▶ _Supplied text_:
- - - - -

As with other weewx utilities, wee_import advises the user of basic
configuration, action taken and results via stdout. However, since
wee_import can make substantial changes to the weewx archive, wee_import also
logs to a file by default. This functionality is controlled via a command
line option.
Prerequisites
wee_import uses a number of weewx API calls and therefore must have a
functional weewx installation. wee_import requires weewx 3.6.0 or later.
Configuration
A number of parameters can be defined in the import config file as follows:
# EXAMPLE WEE_IMPORT CONFIGURATION FILE
#
# Copyright (c) 2009-2016 Tom Keffer <tkeffer@gmail.com>
# See the file LICENSE.txt for your rights.
##############################################################################
# Specify the source. Available options are:
# CSV - import obs from a single CSV format file
# Wunder - import obs from a Weather Underground PWS history
# Cumuls - import obs from a one or more Cumulus monthly log files
# Format is:
# source = (CSV | Wunder | Cumulus)
source = CSV
##############################################################################
# Path and name of our CSV source file. Format is:
# file = full path and filename
file = /var/tmp/data.csv
# If there is no mapped interval field how will the interval field be
# determined for the imported records. Available options are:
# derive - Derive the interval field from the timestamp of successive
# records. This setting is best used when the imported records
# are equally spaced in time and there are no missing records.
# conf - Use the interval setting from weewx.conf. This setting is
# best used if the records to be imported have been produced by
# weewx using the same archive interval as set in weewx.conf on
# this machine.
# x - Use a fixed interval of x minutes for every record. This
# setting is best used if the records to be imported are
# equally based in time but there are some missing records.
#
# Note: If there is a mapped interval field then this setting will be
# ignored.
# Format is:
# interval = (derive | conf | x)
interval = derive
# Should any missing derived observations be calculated from the imported
# data if possible. Available options are:
# True - Any missing derived observations are calculated.
# False - Any missing derived observations are not calculated.
# Format is:
# calc_missing = (True | False)
calc_missing = True
# Imported records are written to archive in transactions of tranche
# records at a time. Increase for faster throughput, decrease to reduce
# memory requirements. Format is:
# tranche = x
# where x is an integer
tranche = 250
# Specify whether a UV sensor was used to produce any UV observations.
# Available options are:
# True - UV sensor was used and UV data will be imported.
# False - UV sensor was not used and any UV data will not be imported.
# UV fields will be set to None/NULL.
# For a CSV import UV_sensor should be set to False if a UV sensor was
# NOT present when the import data was created. Otherwise it may be set to
# True or omitted. Format is:
# UV_sensor = (True | False)

- - - - -

▶ _Records provided_:

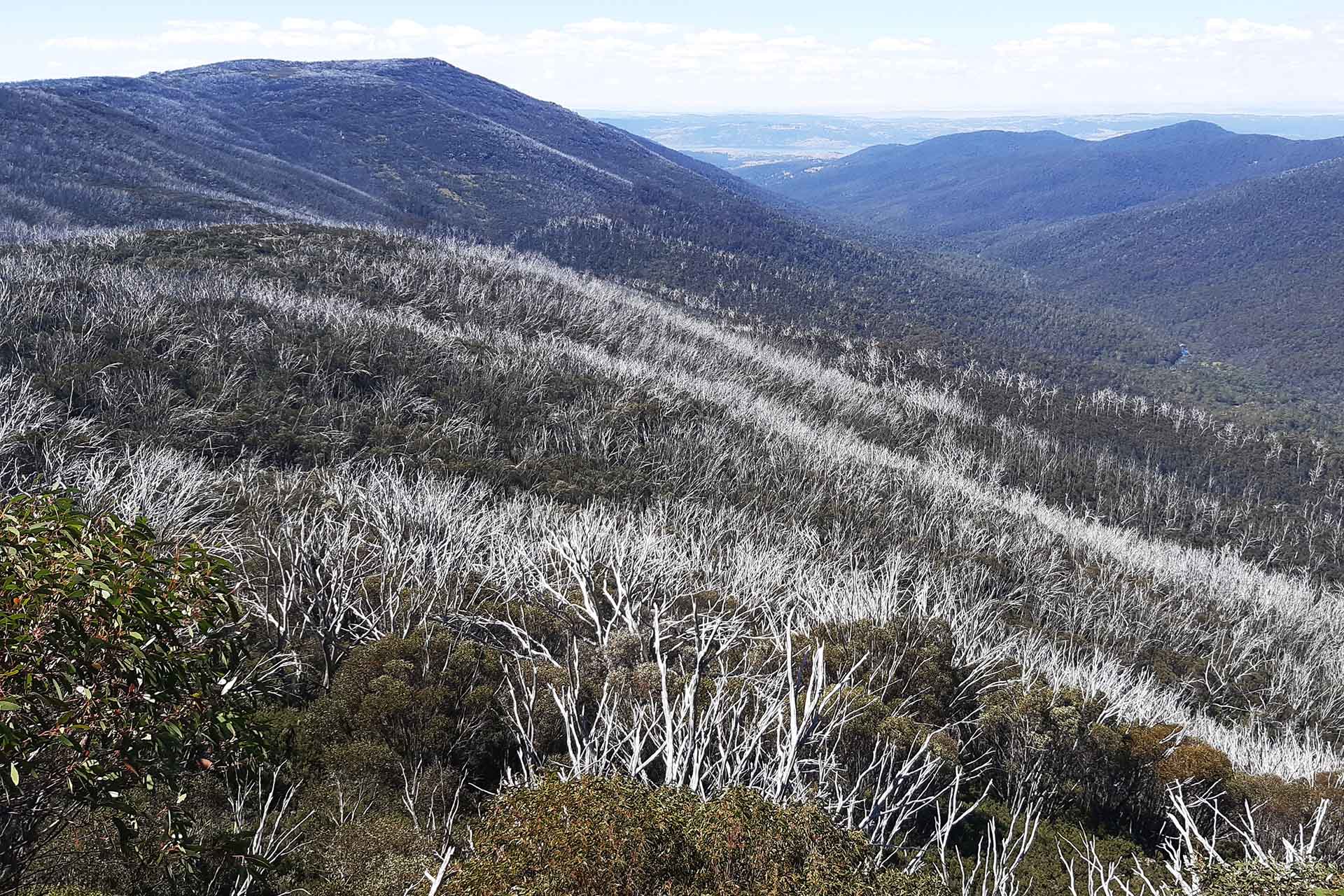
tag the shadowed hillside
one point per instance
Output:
(634, 562)
(965, 184)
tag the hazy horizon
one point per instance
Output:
(1043, 57)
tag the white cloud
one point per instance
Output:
(206, 33)
(406, 29)
(901, 45)
(96, 43)
(612, 26)
(302, 24)
(460, 35)
(1243, 30)
(1085, 29)
(717, 38)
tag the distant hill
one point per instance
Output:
(402, 141)
(962, 186)
(421, 146)
(1254, 270)
(739, 140)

- - - - -

▶ _Short exercise A_: Which version of weewx does the wee_import text say is the minimum required?
▶ _Short exercise B_: Pick up the wee_import configuration text at its final line and carry it forward.

▶ _Task result A_: weewx 3.6.0 or later.

▶ _Task result B_:
UV_sensor = True
# Specify whether a solar radiation sensor was used to produce any solar
# radiation observations. Available options are:
# True - Solar radiation sensor was used and solar radiation data will
# be imported.
# False - Solar radiation sensor was not used and any solar radiation
# data will not be imported. radiation fields will be set to
# None/NULL.
# For a CSV import solar_sensor should be set to False if a solar radiation
# sensor was NOT present when the import data was created. Otherwise it may
# be set to True or omitted. Format is:
# solar_sensor = (True | False)
solar_sensor = True
# Date-time format of CSV field from which the weewx archive record
# dateTime field is to be extracted. wee_import first attempts to interpret
# date/time info in this format, if this fails it then attempts to
# interpret it as a timestamp and if this fails it then raises an error.
# Uses Python strptime() format codes.
# raw_datetime_format = Python strptime() format string
raw_datetime_format = %Y-%m-%d %H:%M:%S
# Does the imported rain field represent the total rainfall since the last
# record or a cumulative value. Available options are:
# discrete - rain field represents total rainfall since last record
# cumulative - rain field represents a cumulative rainfall reset at
# midnight
# rain = (discrete | cumulative)
rain = cumulative
# Lower and upper bounds for imported wind direction. It is possible,
# particularly for a calculated direction, to have a value (eg -45) outside
# of the weewx limits (0 to 360 inclusive). Format is:
#
# wind_direction = lower,upper
#
# where :
# lower is the lower limit of acceptable wind direction in degrees
# (may be negative)
# upper is the upper limit of acceptable wind direction in degrees
#
# Imported values from lower to upper will be normalised to the range 0 to
# 360. Values outside of the parameter range will be stored as None. Default
# is -360,360.
wind_direction = -360,360
# Map CSV record fields to weewx archive fields. Format is:
#
# weewx_archive_field_name = csv_field_name, weewx_unit_name
#
# where:
# weewx_archive_field_name - An observation name in the weewx database
# schema.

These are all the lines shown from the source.